EXERCISE DIRECTIONS –
Copy out everything in the listing from the line containing "for the ripe" down to the line containing "568,0,626,74", both lines included and the requests kept, multiplying each bounding-box coordinate in the answers by 0.35 and rounding it to a whole number, halves up. Leave the requests and their x1,y1,x2,y2 samples unchanged, and give only these lines.

GIVEN ENTRIES –
(begin)

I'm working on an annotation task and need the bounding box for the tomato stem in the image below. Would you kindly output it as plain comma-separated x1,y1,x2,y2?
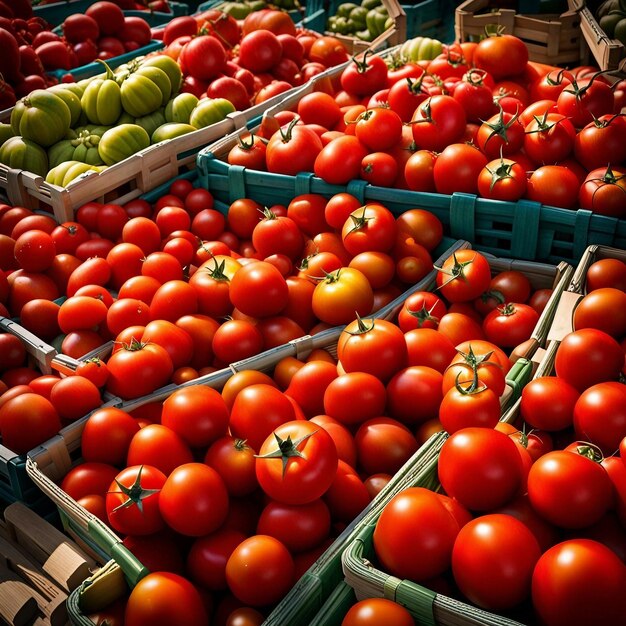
254,430,317,476
109,465,161,513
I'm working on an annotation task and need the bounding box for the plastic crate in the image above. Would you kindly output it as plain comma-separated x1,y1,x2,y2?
455,0,584,66
197,125,626,263
33,0,189,26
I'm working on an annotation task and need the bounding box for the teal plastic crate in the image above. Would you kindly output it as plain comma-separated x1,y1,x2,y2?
33,0,189,26
197,134,626,263
302,0,456,43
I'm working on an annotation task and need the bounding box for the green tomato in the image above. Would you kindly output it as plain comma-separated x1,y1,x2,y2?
189,98,235,128
0,136,48,176
98,124,150,165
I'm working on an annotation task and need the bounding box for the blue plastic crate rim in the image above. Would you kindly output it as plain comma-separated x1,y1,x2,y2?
197,134,626,262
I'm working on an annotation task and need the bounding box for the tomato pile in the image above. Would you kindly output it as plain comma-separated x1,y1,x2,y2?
374,252,626,626
0,0,158,103
155,9,348,110
229,35,626,218
29,245,545,624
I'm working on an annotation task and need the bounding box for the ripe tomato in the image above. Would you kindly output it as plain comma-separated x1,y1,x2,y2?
398,291,447,333
573,287,626,339
256,500,331,553
106,465,166,535
452,514,541,611
387,360,443,426
0,388,61,454
483,302,539,348
476,107,524,160
411,95,467,152
528,450,613,528
574,382,626,456
81,407,139,467
226,535,295,606
373,488,458,582
526,165,580,209
158,463,228,537
230,261,289,317
124,572,208,626
433,143,488,194
265,118,322,176
554,328,624,391
472,32,528,80
439,375,501,434
340,52,387,96
437,249,491,302
438,428,522,511
579,165,626,218
354,417,418,475
341,598,415,626
230,383,296,452
586,258,626,293
532,539,626,626
312,267,374,325
161,385,229,448
520,376,580,432
256,420,338,504
337,319,407,382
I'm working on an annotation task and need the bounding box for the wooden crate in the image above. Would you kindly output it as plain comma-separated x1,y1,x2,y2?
455,0,585,65
568,0,626,74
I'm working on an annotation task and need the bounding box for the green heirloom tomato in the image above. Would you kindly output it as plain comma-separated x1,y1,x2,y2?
0,136,48,176
141,54,183,94
80,63,122,126
48,83,83,127
121,67,172,117
46,161,104,187
11,89,72,148
165,92,198,124
151,122,196,143
131,108,165,135
0,124,15,146
335,2,358,17
365,7,389,37
189,98,235,128
48,128,104,168
98,124,150,165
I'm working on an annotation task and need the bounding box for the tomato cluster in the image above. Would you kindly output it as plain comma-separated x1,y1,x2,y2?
40,250,552,623
229,35,626,218
374,258,626,626
154,9,348,110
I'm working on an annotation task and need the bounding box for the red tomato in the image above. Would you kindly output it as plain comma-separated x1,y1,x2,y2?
158,463,228,537
554,328,624,391
373,488,458,582
106,465,166,535
439,428,522,511
452,514,541,611
528,450,612,528
532,539,626,626
341,598,415,626
437,249,491,302
256,420,338,504
124,572,208,626
226,535,295,606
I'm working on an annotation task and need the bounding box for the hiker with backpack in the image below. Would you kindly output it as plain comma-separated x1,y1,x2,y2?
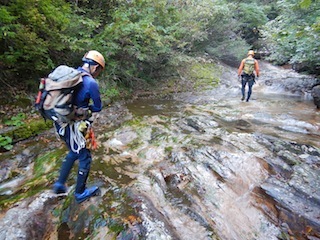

(end)

TASK OUTPUT –
I'm working on an annotation task and need the bounding box for the ripe tomato in the image above. Would you kindly output it as plain comma-separated x1,y1,x2,y2?
139,102,156,117
201,100,219,119
90,175,116,194
37,163,58,187
158,180,189,214
135,126,155,149
0,136,21,159
169,106,189,122
167,37,183,56
144,33,163,53
185,158,215,185
201,134,219,160
28,142,49,163
79,187,103,212
131,171,160,204
184,58,203,73
55,162,80,188
81,91,101,111
43,200,73,219
152,50,171,68
93,41,113,62
194,115,218,137
165,11,185,28
154,131,175,152
119,18,135,34
153,87,172,106
153,150,183,179
203,58,219,76
124,146,146,166
119,209,145,219
81,134,104,158
205,90,219,103
186,189,219,219
109,93,131,114
56,135,80,157
182,132,203,151
90,147,118,176
118,112,142,134
I'm working on an annotation task and need the bounding box for the wooden crate in the image above. Would you kindly output it as plain comma-separated x1,y1,x2,y2?
159,0,205,23
199,0,219,26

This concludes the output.